EXERCISE DIRECTIONS: Please return only the lines from the one holding "Double-check request: the white" through the one holding "Double-check request: the bird's black", exactly as they appear in the records below, both ends included.

EXERCISE INPUTS:
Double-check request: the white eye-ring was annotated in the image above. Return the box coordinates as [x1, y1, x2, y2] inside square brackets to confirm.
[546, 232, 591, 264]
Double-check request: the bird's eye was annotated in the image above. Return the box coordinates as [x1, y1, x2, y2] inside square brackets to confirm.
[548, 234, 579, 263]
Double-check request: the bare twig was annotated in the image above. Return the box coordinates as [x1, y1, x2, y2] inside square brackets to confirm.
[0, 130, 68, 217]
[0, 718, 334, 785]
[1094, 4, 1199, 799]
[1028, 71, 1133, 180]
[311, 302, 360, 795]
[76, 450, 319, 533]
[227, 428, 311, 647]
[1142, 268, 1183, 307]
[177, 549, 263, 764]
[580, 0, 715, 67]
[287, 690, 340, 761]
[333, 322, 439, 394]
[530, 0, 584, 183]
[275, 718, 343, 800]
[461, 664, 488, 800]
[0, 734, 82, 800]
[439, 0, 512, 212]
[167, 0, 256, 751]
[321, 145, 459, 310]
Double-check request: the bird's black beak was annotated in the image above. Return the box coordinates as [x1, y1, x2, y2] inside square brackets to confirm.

...

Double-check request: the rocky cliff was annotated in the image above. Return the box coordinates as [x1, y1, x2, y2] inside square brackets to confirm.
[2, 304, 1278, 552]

FINISHED EXERCISE:
Double-check request: the white eye-ring was annotated in the image above. Return the box coordinates as [x1, y1, x2, y2] inside square brackets to confirm.
[546, 232, 591, 264]
Double-check request: the bird's eye was annotated in the image above. Return the box coordinates as [x1, y1, x2, y2] inside square brackets to confirm.
[548, 234, 579, 263]
Double-check request: the bare twig was annotated in the image above. Return the box coordinates as [x1, y1, x2, y2] inside square brackets to confirm.
[0, 130, 68, 217]
[0, 718, 334, 785]
[1094, 4, 1199, 799]
[1028, 71, 1133, 180]
[311, 302, 360, 795]
[76, 450, 319, 533]
[227, 428, 311, 647]
[1142, 268, 1183, 307]
[177, 549, 263, 764]
[580, 0, 715, 67]
[287, 690, 340, 761]
[333, 322, 439, 394]
[530, 0, 584, 183]
[275, 718, 343, 800]
[461, 664, 488, 800]
[0, 734, 82, 800]
[439, 0, 512, 212]
[167, 0, 256, 751]
[321, 145, 459, 310]
Double-check request: the bird's black beak was annotated in the image above. Return the box coordinates as [x1, y1, x2, y2] inside square brackets to confirm.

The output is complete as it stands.